>> start

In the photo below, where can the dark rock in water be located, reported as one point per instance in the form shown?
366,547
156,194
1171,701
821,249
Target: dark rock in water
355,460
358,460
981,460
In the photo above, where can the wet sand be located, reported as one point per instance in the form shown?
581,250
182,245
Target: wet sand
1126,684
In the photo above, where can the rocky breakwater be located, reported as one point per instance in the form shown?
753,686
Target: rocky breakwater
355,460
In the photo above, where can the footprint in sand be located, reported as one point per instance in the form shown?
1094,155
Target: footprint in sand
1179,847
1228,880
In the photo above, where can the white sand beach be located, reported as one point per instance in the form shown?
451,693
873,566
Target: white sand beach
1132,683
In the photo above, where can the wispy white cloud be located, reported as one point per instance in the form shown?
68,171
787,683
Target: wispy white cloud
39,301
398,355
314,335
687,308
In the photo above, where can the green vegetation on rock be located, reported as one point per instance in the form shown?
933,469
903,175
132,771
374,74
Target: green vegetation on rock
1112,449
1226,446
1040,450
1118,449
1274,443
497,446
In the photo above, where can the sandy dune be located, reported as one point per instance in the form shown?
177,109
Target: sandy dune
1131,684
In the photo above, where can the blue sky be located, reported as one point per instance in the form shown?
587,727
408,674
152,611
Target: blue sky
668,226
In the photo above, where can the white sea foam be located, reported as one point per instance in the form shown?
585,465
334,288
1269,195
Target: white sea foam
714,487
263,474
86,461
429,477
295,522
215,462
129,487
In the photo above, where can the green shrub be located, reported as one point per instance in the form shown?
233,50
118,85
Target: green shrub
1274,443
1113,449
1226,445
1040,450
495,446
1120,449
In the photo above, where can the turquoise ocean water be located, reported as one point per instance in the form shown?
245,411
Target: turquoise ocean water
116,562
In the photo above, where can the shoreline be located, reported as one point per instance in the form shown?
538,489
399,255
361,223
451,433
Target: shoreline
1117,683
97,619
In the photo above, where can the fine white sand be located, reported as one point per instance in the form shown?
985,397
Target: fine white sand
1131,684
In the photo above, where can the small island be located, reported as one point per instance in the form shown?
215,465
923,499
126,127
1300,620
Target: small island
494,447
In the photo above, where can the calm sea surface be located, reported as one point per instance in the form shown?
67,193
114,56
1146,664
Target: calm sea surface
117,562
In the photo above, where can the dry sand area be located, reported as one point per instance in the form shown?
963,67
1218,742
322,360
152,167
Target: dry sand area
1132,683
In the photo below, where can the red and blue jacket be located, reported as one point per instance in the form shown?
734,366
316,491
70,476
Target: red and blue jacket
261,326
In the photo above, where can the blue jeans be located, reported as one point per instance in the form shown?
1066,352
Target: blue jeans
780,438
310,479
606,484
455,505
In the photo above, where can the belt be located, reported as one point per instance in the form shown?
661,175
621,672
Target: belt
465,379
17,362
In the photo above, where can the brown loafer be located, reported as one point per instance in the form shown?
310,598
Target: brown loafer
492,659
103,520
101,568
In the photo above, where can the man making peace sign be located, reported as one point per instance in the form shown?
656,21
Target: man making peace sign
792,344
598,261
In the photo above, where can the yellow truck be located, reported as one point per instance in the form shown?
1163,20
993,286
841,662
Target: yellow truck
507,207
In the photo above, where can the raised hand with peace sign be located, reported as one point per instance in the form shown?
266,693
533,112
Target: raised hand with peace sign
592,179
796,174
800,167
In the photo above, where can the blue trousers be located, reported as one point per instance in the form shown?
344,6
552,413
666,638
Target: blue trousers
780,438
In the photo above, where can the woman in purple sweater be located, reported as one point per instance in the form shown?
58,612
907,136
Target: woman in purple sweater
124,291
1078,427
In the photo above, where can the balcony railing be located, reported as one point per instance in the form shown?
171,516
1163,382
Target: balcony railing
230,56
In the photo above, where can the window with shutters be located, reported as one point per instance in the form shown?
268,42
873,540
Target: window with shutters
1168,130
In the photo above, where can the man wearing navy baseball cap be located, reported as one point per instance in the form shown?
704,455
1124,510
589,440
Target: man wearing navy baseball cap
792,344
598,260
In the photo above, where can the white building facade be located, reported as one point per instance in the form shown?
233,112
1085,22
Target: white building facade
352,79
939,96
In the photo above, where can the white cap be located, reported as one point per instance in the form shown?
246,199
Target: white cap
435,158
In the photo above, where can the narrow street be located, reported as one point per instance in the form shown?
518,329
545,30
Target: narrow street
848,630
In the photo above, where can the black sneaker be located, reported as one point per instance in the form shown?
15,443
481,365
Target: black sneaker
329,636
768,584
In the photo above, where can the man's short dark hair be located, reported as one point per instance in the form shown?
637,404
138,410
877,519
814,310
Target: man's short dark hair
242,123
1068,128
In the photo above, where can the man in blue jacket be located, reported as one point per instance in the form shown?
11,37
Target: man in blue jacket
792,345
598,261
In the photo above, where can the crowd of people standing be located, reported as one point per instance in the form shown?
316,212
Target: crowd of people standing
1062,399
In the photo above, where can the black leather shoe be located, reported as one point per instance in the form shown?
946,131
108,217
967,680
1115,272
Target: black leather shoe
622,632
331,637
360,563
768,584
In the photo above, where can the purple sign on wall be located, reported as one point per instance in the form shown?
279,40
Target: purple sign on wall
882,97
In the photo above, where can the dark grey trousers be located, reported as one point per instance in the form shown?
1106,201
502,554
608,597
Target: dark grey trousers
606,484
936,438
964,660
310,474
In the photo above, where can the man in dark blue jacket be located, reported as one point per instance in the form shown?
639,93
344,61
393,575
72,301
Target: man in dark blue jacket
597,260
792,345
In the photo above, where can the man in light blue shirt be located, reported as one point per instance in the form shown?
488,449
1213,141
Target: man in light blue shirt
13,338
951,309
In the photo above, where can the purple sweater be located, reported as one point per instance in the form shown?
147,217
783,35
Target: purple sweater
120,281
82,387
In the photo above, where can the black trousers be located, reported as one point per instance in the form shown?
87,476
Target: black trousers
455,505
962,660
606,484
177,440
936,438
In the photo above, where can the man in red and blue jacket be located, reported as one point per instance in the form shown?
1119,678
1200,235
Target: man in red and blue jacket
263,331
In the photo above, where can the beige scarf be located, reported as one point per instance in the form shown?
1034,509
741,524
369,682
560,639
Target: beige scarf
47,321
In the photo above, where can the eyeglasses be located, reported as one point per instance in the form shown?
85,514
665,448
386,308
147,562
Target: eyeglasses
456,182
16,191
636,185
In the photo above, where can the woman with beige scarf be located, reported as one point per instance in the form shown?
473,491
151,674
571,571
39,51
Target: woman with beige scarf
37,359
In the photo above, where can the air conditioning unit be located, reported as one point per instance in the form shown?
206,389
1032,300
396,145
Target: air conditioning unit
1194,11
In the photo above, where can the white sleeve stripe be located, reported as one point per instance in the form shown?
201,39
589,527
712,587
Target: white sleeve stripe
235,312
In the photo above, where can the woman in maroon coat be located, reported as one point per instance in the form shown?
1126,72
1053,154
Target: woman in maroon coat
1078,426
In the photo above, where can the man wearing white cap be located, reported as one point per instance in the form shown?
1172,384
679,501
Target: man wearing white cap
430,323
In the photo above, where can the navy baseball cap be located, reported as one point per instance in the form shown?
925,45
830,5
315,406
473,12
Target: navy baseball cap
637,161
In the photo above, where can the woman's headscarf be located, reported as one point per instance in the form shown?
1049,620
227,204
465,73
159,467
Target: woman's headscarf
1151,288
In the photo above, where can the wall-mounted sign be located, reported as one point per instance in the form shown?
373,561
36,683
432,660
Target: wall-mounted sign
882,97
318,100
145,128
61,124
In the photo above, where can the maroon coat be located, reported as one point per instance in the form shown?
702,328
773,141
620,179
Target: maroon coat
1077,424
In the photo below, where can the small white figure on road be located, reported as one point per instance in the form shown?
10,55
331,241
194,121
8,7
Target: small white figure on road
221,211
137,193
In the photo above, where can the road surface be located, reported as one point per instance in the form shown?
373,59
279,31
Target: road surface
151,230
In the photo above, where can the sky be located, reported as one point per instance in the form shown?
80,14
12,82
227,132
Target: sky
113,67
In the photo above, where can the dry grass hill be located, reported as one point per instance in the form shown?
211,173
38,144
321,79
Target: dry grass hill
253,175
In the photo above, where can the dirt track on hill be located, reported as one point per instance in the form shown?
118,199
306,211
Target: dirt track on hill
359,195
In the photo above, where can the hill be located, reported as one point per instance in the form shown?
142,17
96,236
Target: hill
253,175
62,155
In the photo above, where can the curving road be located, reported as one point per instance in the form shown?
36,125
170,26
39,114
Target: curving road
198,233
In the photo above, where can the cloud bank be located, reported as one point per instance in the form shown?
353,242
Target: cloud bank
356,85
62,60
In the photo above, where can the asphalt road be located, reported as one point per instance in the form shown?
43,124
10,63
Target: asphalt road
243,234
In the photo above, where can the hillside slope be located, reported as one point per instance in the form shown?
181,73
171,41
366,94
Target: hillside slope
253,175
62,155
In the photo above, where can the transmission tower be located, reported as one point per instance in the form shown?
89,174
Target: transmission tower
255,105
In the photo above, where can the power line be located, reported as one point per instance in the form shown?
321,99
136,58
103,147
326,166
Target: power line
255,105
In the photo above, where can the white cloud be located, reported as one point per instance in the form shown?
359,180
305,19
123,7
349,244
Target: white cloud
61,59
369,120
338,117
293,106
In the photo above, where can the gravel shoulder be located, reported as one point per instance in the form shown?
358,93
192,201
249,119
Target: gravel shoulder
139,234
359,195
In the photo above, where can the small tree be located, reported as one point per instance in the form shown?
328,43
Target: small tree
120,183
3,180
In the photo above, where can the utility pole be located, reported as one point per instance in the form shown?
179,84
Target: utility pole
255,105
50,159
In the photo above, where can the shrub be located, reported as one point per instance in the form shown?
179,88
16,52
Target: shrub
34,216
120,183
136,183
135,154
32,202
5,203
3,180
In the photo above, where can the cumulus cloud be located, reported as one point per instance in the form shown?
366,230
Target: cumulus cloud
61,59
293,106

>> end

▶ [Directions]: Locate the line that contains "In the photo above, where can the white cloud". Repeat it and every line after it, up to and including the final line, exactly.

▶ [The answer]:
In the photo above, where can the white cloud be located, reported as one point per instance in the form shown?
359,180
305,19
123,7
349,244
Target: white cloud
61,59
369,120
338,117
293,106
In the photo above, where can the gravel shoulder be located, reported as one point per instance in the form shown?
358,93
192,201
249,119
Target: gravel shoulder
139,234
359,195
In the photo above, where can the small tree be located, reported as one point per instance in the form shown?
328,43
Target: small tree
120,183
3,180
In the photo above, where can the utility pole be located, reported as one point per instance in the form shown?
179,84
Target: utility pole
255,105
50,159
In the photo above, where can the shrub be located, reported as one point per instance in the form shown?
179,88
16,52
Target: shrub
34,216
120,183
136,183
135,154
32,202
5,203
3,180
In the photo above, where can the cumulus cloud be located, reported as one point per instance in the form shown?
366,230
Target: cumulus cloud
61,59
293,106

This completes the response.